• [Instructions for the task]
Could you express the lines of the listing below as a numbered list, starting at the line containing "In this exercise you will tag the red" and running through the final line of the listing, with blank lines omitted?

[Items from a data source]
──────────
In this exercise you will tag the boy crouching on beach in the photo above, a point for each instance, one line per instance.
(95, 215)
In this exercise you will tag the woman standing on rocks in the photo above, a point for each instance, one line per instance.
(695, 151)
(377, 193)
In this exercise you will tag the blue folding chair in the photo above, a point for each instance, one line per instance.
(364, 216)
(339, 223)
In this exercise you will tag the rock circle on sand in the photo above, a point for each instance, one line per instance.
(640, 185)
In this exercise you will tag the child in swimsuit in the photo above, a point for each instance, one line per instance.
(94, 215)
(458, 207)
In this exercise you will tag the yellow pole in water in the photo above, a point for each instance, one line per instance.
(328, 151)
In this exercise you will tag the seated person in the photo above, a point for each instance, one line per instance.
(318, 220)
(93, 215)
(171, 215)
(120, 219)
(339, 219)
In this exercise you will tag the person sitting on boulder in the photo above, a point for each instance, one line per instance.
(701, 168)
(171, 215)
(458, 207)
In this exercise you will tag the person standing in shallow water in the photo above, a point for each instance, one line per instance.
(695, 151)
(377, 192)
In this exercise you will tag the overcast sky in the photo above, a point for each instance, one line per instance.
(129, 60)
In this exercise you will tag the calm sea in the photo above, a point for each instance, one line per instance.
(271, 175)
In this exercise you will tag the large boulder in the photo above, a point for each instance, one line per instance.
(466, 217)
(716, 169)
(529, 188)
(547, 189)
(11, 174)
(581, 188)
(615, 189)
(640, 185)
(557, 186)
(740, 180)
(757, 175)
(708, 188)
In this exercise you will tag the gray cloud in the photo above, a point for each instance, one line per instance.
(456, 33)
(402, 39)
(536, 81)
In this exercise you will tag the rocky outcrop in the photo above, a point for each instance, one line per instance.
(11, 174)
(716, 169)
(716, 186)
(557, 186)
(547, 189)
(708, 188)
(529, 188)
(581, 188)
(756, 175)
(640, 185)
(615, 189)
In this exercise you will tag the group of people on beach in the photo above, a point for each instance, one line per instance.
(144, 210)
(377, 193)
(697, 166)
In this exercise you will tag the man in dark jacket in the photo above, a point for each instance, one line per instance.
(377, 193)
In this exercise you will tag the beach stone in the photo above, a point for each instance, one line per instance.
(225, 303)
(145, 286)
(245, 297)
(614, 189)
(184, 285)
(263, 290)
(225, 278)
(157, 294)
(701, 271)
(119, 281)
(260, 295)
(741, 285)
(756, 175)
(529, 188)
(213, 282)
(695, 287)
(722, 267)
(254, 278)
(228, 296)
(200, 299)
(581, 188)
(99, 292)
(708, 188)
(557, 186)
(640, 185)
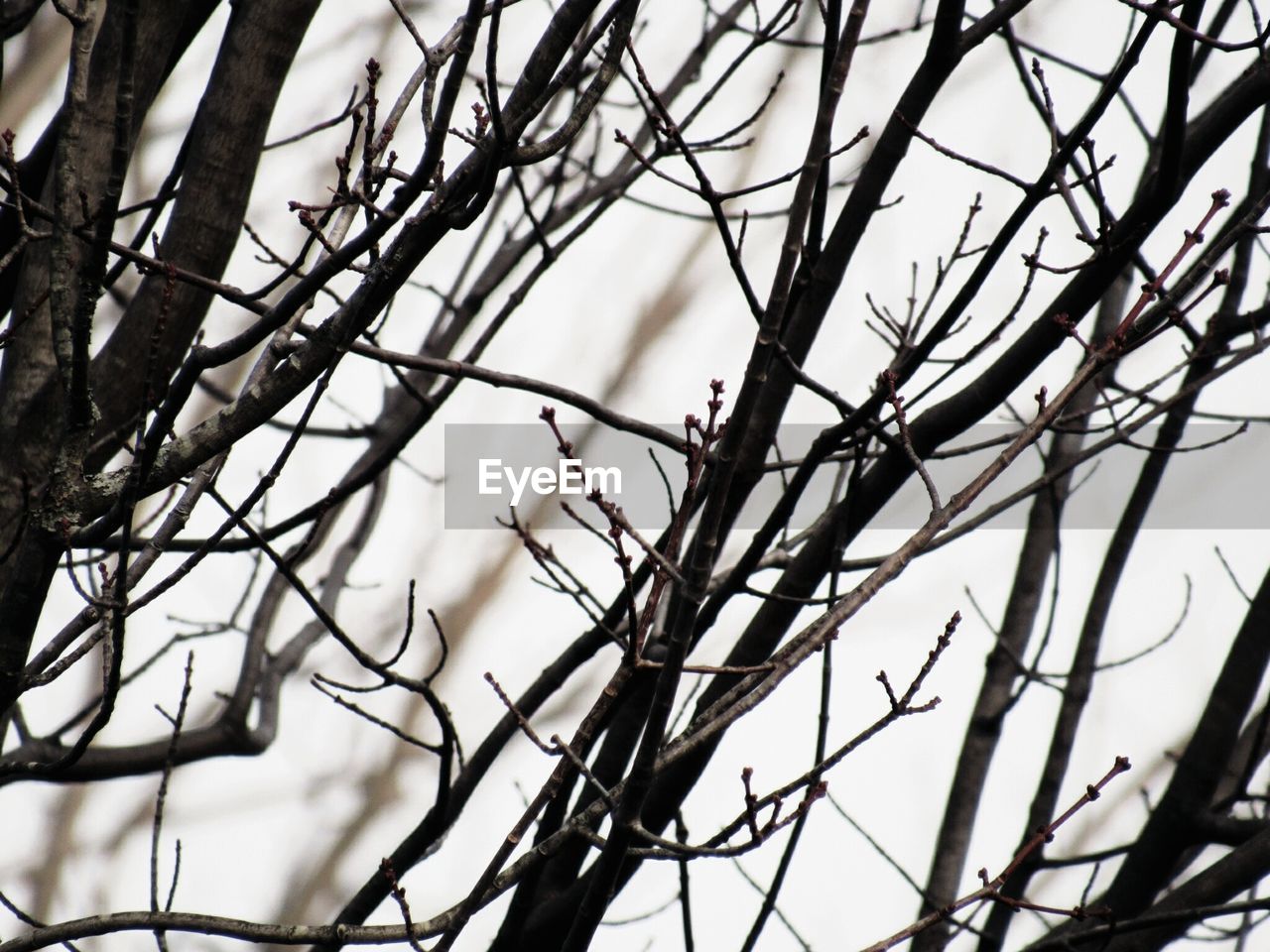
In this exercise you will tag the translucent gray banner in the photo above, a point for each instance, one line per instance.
(1218, 479)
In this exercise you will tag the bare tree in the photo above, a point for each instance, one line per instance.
(212, 372)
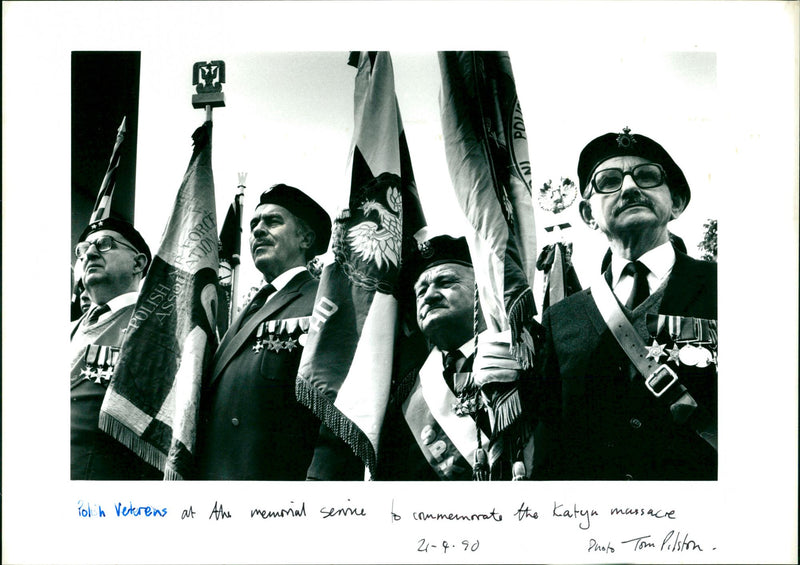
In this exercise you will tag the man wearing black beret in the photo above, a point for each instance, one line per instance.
(437, 425)
(114, 258)
(629, 385)
(252, 427)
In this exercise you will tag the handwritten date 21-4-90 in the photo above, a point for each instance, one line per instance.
(424, 546)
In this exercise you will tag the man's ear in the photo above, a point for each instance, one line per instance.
(309, 237)
(139, 263)
(586, 214)
(678, 206)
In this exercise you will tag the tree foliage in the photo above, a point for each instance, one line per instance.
(708, 246)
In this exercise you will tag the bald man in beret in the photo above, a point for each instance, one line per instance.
(252, 427)
(114, 258)
(628, 386)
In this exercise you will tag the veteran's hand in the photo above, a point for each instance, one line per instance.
(494, 362)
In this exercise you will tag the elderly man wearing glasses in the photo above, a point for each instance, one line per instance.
(114, 257)
(628, 386)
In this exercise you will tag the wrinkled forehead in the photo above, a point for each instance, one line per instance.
(95, 235)
(444, 270)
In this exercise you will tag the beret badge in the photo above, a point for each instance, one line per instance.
(625, 139)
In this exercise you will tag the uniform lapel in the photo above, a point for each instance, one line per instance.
(233, 341)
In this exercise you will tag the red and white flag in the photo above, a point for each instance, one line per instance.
(346, 369)
(152, 402)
──────────
• [Result of this task]
1. In this exercise you will tag the red and white flag in the photo above, a point for each instance, one line per instance.
2. (346, 369)
3. (152, 402)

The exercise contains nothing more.